--- Work required ---
Below are two blocks of entries. Report how many of their lines contain the string "outfielder", treating uppercase and lowercase as different. Give only the number.

## START Data in this exercise

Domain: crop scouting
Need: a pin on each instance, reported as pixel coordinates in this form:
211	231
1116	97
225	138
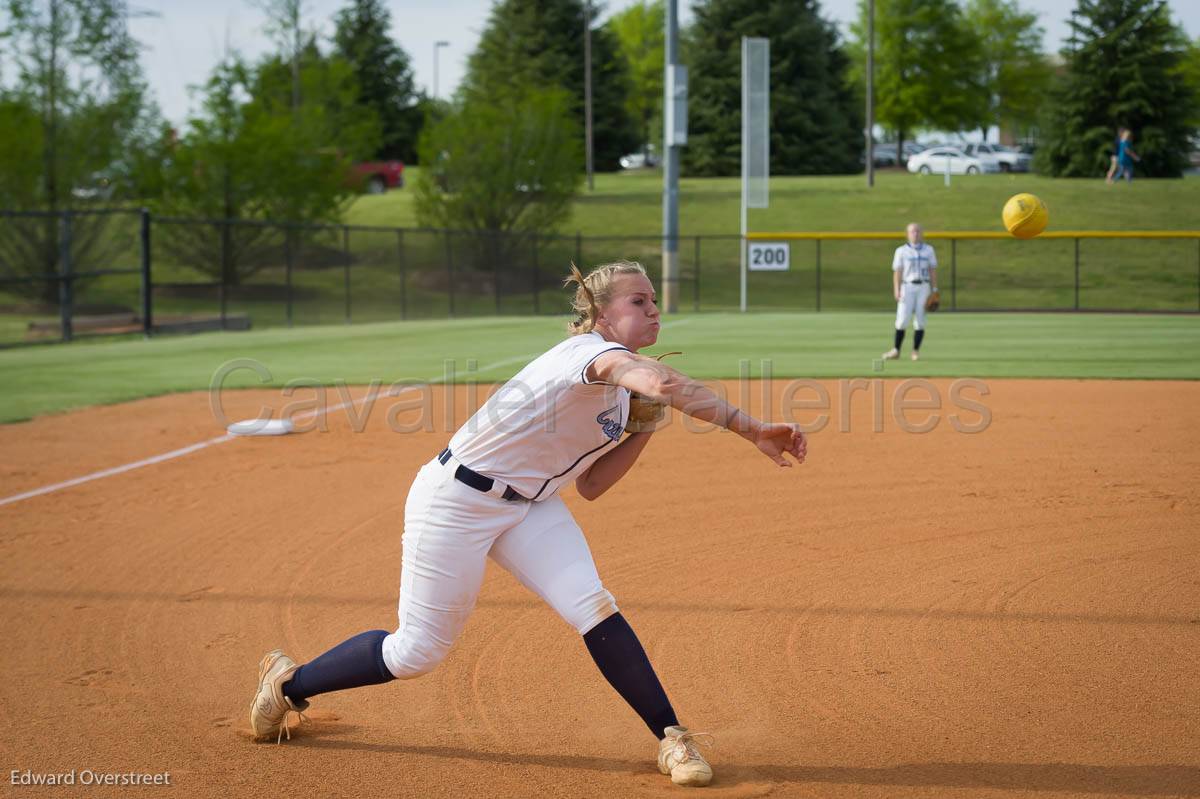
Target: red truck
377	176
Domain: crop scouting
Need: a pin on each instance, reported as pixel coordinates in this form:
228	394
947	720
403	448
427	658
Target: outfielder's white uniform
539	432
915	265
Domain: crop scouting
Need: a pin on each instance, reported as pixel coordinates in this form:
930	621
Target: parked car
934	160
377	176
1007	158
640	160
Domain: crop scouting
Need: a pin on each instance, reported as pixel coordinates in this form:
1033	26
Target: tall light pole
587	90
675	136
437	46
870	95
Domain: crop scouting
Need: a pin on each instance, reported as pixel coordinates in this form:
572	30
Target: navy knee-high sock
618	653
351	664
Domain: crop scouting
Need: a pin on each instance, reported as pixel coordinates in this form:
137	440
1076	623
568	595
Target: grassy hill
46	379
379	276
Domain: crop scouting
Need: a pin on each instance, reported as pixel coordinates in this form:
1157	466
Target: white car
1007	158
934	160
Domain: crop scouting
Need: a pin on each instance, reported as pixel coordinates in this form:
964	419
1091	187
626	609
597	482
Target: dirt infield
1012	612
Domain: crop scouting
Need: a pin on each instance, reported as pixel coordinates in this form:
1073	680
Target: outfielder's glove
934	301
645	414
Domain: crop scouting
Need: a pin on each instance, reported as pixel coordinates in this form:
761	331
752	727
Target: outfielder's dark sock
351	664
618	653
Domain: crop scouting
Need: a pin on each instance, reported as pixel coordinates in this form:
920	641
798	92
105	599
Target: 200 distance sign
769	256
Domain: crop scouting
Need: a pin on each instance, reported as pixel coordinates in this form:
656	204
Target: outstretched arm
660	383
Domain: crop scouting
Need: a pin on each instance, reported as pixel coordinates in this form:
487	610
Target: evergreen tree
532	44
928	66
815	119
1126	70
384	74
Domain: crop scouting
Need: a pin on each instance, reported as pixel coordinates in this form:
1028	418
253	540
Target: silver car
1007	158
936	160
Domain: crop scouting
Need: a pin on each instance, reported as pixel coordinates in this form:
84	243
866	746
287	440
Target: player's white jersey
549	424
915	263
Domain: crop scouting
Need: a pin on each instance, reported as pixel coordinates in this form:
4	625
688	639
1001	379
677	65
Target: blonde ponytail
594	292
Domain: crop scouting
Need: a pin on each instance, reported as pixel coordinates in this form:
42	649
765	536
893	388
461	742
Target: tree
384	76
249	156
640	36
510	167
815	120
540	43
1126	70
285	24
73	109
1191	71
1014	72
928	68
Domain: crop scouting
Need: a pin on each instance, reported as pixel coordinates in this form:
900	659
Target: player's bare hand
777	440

## END Data in this exercise
## START Data in this exercise

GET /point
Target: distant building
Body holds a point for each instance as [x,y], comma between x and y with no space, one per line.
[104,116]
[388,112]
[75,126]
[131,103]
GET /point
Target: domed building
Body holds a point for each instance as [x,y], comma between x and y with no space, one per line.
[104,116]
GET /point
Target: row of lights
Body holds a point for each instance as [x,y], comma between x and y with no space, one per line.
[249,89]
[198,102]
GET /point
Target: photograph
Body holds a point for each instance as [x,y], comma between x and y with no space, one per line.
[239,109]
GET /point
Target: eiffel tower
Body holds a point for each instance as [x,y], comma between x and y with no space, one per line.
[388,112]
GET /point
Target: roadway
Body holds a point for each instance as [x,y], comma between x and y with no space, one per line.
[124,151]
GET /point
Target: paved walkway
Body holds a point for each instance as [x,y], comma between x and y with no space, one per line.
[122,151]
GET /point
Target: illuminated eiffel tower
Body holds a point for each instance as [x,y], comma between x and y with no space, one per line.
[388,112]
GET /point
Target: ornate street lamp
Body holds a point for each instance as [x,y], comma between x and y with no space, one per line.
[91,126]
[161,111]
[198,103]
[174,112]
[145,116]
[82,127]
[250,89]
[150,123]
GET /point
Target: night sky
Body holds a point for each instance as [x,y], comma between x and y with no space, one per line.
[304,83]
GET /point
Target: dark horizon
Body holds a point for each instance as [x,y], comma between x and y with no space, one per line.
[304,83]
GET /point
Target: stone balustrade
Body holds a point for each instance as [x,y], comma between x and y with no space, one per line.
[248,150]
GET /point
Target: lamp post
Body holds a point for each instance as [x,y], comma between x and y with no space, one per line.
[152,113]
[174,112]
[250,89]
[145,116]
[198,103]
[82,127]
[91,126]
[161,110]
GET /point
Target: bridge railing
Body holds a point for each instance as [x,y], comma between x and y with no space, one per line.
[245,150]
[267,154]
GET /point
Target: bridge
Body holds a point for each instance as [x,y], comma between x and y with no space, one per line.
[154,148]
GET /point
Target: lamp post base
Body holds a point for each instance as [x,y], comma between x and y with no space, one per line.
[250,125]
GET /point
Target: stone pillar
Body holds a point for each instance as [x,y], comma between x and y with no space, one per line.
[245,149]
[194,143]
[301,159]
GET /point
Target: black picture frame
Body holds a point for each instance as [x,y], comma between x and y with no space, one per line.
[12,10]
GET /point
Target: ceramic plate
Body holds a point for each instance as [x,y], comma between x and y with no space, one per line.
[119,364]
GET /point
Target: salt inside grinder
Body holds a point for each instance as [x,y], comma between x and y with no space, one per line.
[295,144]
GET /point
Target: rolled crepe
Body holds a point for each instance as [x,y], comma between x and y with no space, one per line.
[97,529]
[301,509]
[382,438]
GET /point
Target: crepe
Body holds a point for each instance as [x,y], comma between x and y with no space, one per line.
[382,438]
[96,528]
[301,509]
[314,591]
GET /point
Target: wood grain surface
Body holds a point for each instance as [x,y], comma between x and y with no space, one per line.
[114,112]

## END Data in this exercise

--- Answer to the problem ---
3